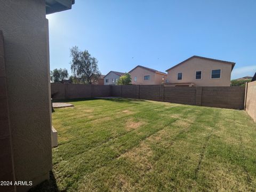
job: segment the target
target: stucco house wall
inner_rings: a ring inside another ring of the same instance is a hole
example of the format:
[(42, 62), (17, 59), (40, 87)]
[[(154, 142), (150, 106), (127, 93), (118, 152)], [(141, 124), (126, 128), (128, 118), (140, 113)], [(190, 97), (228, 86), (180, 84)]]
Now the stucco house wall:
[[(212, 79), (211, 70), (221, 69), (220, 78)], [(197, 86), (230, 86), (232, 65), (205, 59), (193, 58), (166, 70), (169, 83), (193, 83)], [(196, 79), (196, 71), (202, 71), (201, 79)], [(177, 80), (178, 73), (182, 73), (182, 79)]]
[[(160, 74), (156, 72), (138, 67), (129, 72), (132, 78), (132, 84), (133, 85), (160, 85), (165, 82), (167, 76)], [(145, 80), (144, 76), (150, 75), (149, 80)], [(163, 81), (163, 76), (164, 79)], [(134, 78), (137, 77), (137, 81), (134, 81)]]
[(245, 110), (256, 122), (256, 81), (248, 83), (245, 98)]
[[(121, 76), (117, 75), (113, 71), (110, 71), (104, 77), (104, 85), (116, 85), (116, 78), (119, 79)], [(112, 82), (112, 79), (114, 79), (114, 82)], [(106, 79), (108, 79), (108, 82), (106, 82)]]
[[(1, 145), (0, 149), (1, 151), (9, 149), (12, 154), (13, 169), (8, 171), (12, 172), (13, 180), (33, 182), (33, 186), (16, 186), (4, 191), (26, 191), (49, 179), (52, 169), (45, 1), (0, 0), (0, 4), (8, 99), (5, 107), (7, 107), (12, 146), (10, 148)], [(6, 169), (0, 163), (1, 170)]]

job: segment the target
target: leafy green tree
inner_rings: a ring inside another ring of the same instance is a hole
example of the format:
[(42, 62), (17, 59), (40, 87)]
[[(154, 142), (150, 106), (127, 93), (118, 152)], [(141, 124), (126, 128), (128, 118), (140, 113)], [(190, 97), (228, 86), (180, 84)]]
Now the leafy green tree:
[(245, 86), (245, 83), (250, 82), (251, 79), (247, 80), (231, 80), (231, 86)]
[(122, 75), (119, 78), (118, 81), (117, 81), (117, 85), (130, 85), (131, 82), (132, 78), (131, 78), (131, 75), (129, 73), (125, 73), (124, 75)]
[(59, 73), (60, 74), (60, 79), (61, 81), (68, 78), (68, 70), (66, 69), (61, 69), (58, 70)]
[(66, 69), (54, 69), (51, 71), (51, 81), (54, 83), (59, 82), (68, 77)]
[(76, 46), (70, 49), (72, 57), (71, 70), (75, 77), (84, 84), (91, 84), (92, 81), (97, 80), (100, 71), (98, 67), (97, 60), (91, 56), (88, 51), (80, 51)]

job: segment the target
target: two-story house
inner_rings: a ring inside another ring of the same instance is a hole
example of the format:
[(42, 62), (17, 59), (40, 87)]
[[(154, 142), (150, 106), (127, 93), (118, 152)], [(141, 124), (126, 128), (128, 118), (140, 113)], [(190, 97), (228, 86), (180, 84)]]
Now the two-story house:
[(129, 73), (133, 85), (160, 85), (167, 77), (166, 73), (139, 65)]
[(124, 73), (110, 71), (104, 76), (104, 85), (116, 85), (120, 77), (124, 75)]
[(230, 86), (235, 63), (193, 56), (166, 70), (166, 86)]

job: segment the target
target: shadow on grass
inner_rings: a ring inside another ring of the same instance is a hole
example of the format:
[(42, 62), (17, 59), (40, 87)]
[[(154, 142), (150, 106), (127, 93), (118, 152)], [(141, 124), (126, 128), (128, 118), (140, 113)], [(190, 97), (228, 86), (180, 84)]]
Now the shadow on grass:
[(139, 99), (131, 99), (131, 98), (82, 98), (82, 99), (63, 99), (63, 100), (52, 100), (53, 102), (76, 102), (76, 101), (86, 101), (90, 100), (106, 100), (113, 102), (120, 102), (120, 103), (133, 103), (135, 104), (139, 104), (138, 102), (148, 102), (147, 100), (141, 100)]
[[(56, 183), (56, 180), (52, 171), (50, 172), (50, 180), (45, 181), (31, 188), (29, 192), (55, 192), (60, 191), (58, 188), (57, 184)], [(61, 191), (65, 192), (64, 191)]]

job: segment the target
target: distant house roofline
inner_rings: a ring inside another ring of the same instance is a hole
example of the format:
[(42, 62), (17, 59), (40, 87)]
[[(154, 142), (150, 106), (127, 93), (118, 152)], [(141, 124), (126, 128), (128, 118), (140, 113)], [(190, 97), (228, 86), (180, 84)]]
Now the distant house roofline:
[(111, 72), (114, 73), (114, 74), (117, 75), (119, 76), (121, 76), (122, 75), (124, 75), (125, 73), (122, 73), (122, 72), (118, 72), (118, 71), (110, 71), (108, 72), (107, 75), (106, 75), (104, 77), (106, 77), (108, 74), (109, 74)]
[(71, 9), (75, 0), (45, 0), (46, 14)]
[(205, 58), (205, 57), (201, 57), (201, 56), (194, 55), (194, 56), (192, 56), (192, 57), (190, 57), (189, 58), (180, 62), (179, 63), (174, 66), (173, 67), (171, 67), (170, 69), (167, 69), (166, 70), (166, 71), (167, 72), (169, 70), (170, 70), (171, 69), (172, 69), (173, 68), (174, 68), (179, 66), (180, 65), (182, 64), (183, 63), (188, 61), (189, 60), (190, 60), (191, 59), (193, 59), (193, 58), (203, 59), (206, 59), (206, 60), (220, 62), (222, 62), (222, 63), (224, 63), (231, 64), (232, 65), (232, 68), (231, 68), (231, 71), (232, 71), (232, 70), (233, 70), (234, 67), (235, 66), (235, 65), (236, 64), (236, 63), (233, 62), (226, 61), (223, 61), (223, 60), (218, 60), (218, 59)]
[(161, 75), (166, 75), (167, 76), (167, 74), (165, 73), (164, 73), (164, 72), (161, 72), (161, 71), (159, 71), (157, 70), (155, 70), (155, 69), (150, 69), (150, 68), (149, 68), (148, 67), (144, 67), (144, 66), (140, 66), (140, 65), (138, 65), (138, 66), (137, 66), (136, 67), (135, 67), (133, 69), (132, 69), (132, 70), (131, 70), (128, 73), (131, 73), (131, 71), (132, 71), (133, 70), (134, 70), (135, 69), (136, 69), (137, 67), (140, 67), (140, 68), (143, 68), (143, 69), (147, 69), (147, 70), (148, 70), (149, 71), (152, 71), (152, 72), (154, 72), (154, 73), (157, 73), (157, 74), (161, 74)]

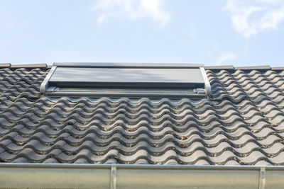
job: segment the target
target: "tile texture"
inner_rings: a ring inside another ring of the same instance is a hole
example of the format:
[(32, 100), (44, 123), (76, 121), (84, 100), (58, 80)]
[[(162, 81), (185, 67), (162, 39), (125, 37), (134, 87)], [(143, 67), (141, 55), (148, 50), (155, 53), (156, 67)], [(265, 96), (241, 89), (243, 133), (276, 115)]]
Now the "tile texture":
[(0, 162), (284, 165), (284, 71), (207, 68), (209, 99), (50, 98), (0, 69)]

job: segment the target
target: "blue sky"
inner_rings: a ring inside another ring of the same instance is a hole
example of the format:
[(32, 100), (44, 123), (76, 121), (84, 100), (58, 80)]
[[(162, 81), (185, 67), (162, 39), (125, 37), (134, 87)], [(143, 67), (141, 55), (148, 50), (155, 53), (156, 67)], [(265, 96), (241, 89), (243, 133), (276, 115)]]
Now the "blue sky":
[(0, 62), (284, 66), (284, 0), (0, 0)]

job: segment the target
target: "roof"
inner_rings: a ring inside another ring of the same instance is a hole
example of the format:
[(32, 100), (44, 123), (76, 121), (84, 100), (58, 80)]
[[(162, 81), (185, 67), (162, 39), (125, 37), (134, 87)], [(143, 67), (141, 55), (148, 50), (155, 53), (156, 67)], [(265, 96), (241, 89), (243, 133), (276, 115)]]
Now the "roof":
[(46, 64), (0, 64), (0, 161), (284, 164), (284, 68), (205, 67), (212, 97), (48, 98)]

__WORK TO DO__
Edit the entries from the start of the records through the line containing "Now the stucco", substituting "brick house wall" for "stucco house wall" and keeping everything else unchanged. Omit the pictures from the output.

__SOLUTION FOR THIS PROBLEM__
job: segment the target
target: brick house wall
inner_rings: a ring inside another ring of the same instance is a hole
example of the format:
[(42, 62), (17, 59), (40, 87)]
[[(154, 142), (150, 106), (127, 93), (118, 152)], [(141, 124), (126, 128), (128, 118), (140, 113)], [(190, 97), (228, 86), (180, 84)]]
Now the brick house wall:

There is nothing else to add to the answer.